[Recorded data]
--- START ---

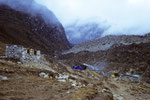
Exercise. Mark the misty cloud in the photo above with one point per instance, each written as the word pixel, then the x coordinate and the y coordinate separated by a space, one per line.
pixel 30 6
pixel 124 16
pixel 82 32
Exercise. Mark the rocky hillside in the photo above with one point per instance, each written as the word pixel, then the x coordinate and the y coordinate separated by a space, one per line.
pixel 32 29
pixel 107 42
pixel 133 58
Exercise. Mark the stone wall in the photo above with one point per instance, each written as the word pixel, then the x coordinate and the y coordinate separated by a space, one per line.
pixel 22 54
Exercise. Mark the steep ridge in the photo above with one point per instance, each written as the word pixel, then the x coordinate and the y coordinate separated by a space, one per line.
pixel 133 58
pixel 107 42
pixel 24 28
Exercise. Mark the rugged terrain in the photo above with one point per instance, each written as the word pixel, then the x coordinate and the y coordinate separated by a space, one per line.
pixel 107 42
pixel 111 61
pixel 132 58
pixel 33 31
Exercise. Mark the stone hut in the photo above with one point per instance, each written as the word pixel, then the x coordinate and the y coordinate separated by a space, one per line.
pixel 22 54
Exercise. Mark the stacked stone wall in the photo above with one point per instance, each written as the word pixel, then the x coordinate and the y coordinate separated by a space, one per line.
pixel 23 54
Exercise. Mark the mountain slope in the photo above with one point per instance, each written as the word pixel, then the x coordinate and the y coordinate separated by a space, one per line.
pixel 108 42
pixel 133 58
pixel 22 28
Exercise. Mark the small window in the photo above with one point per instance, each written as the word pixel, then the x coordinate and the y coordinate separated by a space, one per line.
pixel 35 52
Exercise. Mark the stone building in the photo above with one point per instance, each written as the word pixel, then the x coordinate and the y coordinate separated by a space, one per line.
pixel 22 54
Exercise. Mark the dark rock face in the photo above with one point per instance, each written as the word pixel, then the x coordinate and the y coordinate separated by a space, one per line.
pixel 32 30
pixel 133 58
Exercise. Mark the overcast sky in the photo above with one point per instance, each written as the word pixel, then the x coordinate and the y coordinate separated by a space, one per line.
pixel 124 16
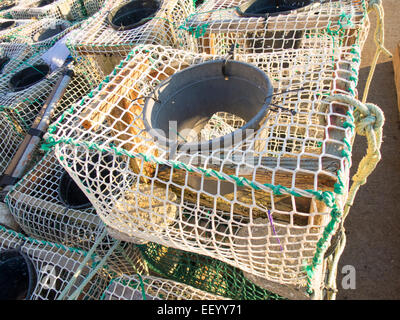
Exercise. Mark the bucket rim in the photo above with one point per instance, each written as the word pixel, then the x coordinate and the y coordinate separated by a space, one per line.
pixel 60 198
pixel 240 10
pixel 32 273
pixel 15 88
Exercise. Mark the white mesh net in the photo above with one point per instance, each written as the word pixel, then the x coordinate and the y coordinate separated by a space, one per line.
pixel 49 206
pixel 267 26
pixel 152 288
pixel 25 85
pixel 214 136
pixel 41 34
pixel 72 10
pixel 122 24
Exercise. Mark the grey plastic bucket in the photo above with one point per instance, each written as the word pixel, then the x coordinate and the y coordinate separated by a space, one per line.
pixel 28 77
pixel 70 194
pixel 7 6
pixel 17 275
pixel 48 33
pixel 188 99
pixel 133 14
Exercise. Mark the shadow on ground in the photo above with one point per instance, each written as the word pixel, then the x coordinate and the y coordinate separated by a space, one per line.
pixel 373 225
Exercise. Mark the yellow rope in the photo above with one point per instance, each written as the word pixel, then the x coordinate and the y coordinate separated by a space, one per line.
pixel 379 38
pixel 369 121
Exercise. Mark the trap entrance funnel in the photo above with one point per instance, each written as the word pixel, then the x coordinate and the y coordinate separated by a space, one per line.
pixel 3 62
pixel 70 194
pixel 185 102
pixel 133 14
pixel 48 33
pixel 17 275
pixel 28 77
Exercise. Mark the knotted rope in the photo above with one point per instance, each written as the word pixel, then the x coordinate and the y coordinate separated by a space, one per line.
pixel 369 120
pixel 379 38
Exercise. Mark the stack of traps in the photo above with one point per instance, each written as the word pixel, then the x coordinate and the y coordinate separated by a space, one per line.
pixel 39 270
pixel 26 82
pixel 110 34
pixel 257 26
pixel 71 10
pixel 217 150
pixel 49 206
pixel 171 189
pixel 41 34
pixel 9 26
pixel 33 269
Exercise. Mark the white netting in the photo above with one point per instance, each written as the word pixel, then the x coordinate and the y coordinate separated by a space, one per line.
pixel 49 206
pixel 12 55
pixel 72 10
pixel 152 288
pixel 41 34
pixel 264 26
pixel 10 140
pixel 8 27
pixel 251 204
pixel 51 268
pixel 116 30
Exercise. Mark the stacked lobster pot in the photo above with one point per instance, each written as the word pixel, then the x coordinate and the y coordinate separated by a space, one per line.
pixel 71 10
pixel 228 157
pixel 261 26
pixel 27 82
pixel 41 34
pixel 10 26
pixel 138 287
pixel 109 35
pixel 6 6
pixel 48 205
pixel 38 270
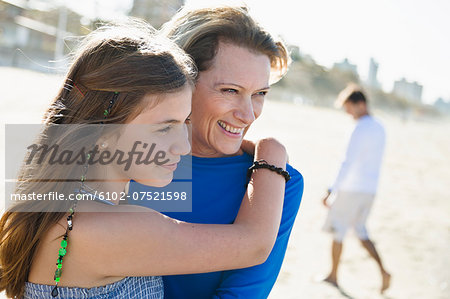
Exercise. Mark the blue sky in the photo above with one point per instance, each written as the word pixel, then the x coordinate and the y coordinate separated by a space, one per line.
pixel 408 39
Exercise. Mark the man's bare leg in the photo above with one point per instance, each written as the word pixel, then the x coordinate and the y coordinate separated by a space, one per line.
pixel 386 277
pixel 336 250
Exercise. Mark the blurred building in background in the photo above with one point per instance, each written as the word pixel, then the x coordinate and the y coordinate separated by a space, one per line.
pixel 346 66
pixel 156 12
pixel 442 105
pixel 372 80
pixel 409 90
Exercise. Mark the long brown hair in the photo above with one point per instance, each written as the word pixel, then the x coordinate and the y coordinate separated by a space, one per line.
pixel 198 32
pixel 127 58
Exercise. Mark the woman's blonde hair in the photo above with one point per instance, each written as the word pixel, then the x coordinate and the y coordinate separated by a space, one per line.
pixel 128 59
pixel 198 32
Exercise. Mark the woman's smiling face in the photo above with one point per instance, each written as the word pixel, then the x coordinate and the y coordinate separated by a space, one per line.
pixel 228 97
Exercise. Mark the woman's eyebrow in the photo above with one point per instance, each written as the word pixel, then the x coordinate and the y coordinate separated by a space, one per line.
pixel 237 85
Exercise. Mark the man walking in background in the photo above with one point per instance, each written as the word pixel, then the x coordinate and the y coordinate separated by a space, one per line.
pixel 354 188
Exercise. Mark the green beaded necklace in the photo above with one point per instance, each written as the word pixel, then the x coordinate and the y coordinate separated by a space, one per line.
pixel 63 249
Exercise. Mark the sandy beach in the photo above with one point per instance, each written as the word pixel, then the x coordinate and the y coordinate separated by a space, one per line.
pixel 410 221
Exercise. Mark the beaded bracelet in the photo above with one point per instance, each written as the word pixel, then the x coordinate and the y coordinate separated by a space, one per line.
pixel 263 164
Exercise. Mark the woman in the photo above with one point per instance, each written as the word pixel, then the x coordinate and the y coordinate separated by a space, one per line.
pixel 125 75
pixel 237 60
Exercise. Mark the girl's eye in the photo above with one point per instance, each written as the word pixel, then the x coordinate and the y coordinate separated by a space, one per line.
pixel 261 93
pixel 164 130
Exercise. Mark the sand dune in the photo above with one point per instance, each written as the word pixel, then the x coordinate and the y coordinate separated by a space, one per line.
pixel 410 220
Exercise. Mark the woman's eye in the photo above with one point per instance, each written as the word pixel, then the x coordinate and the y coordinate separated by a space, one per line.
pixel 229 90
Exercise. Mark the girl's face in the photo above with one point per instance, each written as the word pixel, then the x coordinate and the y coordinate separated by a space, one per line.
pixel 155 139
pixel 228 97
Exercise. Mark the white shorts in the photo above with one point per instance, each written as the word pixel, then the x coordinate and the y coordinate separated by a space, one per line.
pixel 348 210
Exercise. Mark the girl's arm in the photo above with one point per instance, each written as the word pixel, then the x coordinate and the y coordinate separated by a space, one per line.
pixel 149 243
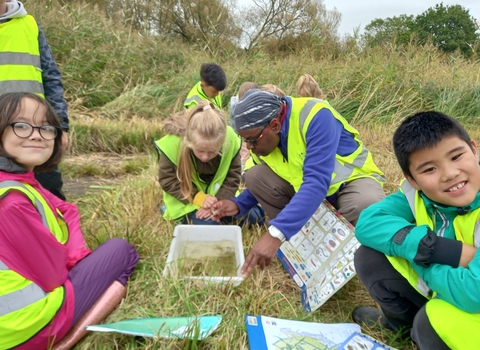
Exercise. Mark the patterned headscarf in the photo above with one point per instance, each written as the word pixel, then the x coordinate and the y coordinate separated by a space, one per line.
pixel 256 108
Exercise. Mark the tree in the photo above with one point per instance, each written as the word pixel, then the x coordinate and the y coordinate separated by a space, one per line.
pixel 282 23
pixel 449 28
pixel 390 30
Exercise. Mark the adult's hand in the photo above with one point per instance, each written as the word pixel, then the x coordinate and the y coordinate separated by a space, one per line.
pixel 224 207
pixel 261 254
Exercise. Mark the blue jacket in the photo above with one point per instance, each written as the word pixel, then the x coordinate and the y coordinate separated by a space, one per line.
pixel 326 137
pixel 389 227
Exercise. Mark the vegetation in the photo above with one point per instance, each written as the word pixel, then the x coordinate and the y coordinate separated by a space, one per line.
pixel 449 28
pixel 122 81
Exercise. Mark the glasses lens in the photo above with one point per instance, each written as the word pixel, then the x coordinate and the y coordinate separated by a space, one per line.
pixel 48 132
pixel 22 129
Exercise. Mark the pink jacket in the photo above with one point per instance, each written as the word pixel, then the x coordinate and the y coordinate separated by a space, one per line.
pixel 31 250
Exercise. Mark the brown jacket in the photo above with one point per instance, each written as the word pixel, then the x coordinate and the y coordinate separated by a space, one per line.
pixel 170 184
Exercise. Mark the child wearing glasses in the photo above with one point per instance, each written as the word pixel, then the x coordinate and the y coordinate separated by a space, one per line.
pixel 304 151
pixel 52 284
pixel 200 164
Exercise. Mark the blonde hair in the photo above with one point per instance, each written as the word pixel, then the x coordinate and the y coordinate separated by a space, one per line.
pixel 205 126
pixel 308 87
pixel 248 85
pixel 273 88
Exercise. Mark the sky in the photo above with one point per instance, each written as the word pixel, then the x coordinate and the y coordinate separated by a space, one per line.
pixel 357 13
pixel 360 13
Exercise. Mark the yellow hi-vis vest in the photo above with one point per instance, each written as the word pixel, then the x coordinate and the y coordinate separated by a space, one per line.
pixel 357 165
pixel 170 146
pixel 196 95
pixel 20 69
pixel 457 328
pixel 25 308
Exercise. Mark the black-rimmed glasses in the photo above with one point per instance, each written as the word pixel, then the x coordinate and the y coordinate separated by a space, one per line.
pixel 25 130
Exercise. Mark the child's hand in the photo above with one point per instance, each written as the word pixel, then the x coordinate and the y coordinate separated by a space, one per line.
pixel 203 213
pixel 209 201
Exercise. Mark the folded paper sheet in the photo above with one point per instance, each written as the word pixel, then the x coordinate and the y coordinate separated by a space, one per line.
pixel 170 327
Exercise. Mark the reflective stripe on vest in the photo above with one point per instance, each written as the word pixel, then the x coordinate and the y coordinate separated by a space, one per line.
pixel 457 328
pixel 170 146
pixel 21 298
pixel 401 264
pixel 25 308
pixel 20 67
pixel 357 165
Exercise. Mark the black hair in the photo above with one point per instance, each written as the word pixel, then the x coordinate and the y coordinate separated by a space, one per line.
pixel 424 130
pixel 213 75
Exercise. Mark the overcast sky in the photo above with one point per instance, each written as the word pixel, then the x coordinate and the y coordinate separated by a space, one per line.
pixel 360 13
pixel 357 13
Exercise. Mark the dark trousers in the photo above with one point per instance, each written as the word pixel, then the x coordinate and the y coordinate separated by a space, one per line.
pixel 274 193
pixel 401 304
pixel 52 181
pixel 112 261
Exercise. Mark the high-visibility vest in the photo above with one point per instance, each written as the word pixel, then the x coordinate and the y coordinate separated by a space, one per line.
pixel 357 165
pixel 457 328
pixel 196 95
pixel 170 146
pixel 25 308
pixel 20 69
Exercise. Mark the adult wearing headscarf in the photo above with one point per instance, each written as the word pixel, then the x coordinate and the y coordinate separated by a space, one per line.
pixel 304 152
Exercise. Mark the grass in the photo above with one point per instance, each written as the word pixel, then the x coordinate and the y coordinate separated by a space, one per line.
pixel 120 85
pixel 131 210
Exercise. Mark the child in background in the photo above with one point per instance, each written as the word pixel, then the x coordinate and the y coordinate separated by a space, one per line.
pixel 273 88
pixel 419 257
pixel 212 82
pixel 27 64
pixel 52 285
pixel 308 87
pixel 199 163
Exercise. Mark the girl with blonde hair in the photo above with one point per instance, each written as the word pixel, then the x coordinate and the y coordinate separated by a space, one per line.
pixel 308 87
pixel 199 164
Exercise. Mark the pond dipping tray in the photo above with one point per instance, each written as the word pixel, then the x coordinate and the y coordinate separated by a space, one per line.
pixel 210 253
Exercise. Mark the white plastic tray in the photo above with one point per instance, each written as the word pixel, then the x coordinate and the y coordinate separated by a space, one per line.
pixel 206 233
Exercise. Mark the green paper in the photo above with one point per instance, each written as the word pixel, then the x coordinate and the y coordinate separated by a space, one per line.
pixel 168 327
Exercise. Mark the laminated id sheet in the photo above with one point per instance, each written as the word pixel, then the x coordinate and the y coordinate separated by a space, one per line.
pixel 320 257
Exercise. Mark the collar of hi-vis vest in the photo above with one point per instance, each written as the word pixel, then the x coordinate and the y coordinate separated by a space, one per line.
pixel 432 205
pixel 10 166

--- END ---

● ACTIVITY
From the line containing "Exercise. Mark the white plastic" down to the last line of the data above, copy every line exactly; leave out all other lines.

● YOUR RESPONSE
Exercise. Mark the white plastic tray in the photo above with one point per instance, each written as the word pixel, then the x coordinate and the y coordinate separated by a space, one per line.
pixel 206 233
Exercise. Mark the green paper in the photo above with one point per instance, each written as the word pixel, then the x coordinate and the y coordinate separated by a space, one per line.
pixel 168 327
Exercise. Mark the laminated id sheet in the photo above with one point per instance, each written as the word pixel, then the x coordinate and the y coordinate separated by a space, one per line.
pixel 320 257
Exercise. Mark the collar of hi-vis vest in the photo above with one point per instance, each written as the word pixel, then the x coordinate and the y coordinate separated by a space, one per line.
pixel 432 205
pixel 10 166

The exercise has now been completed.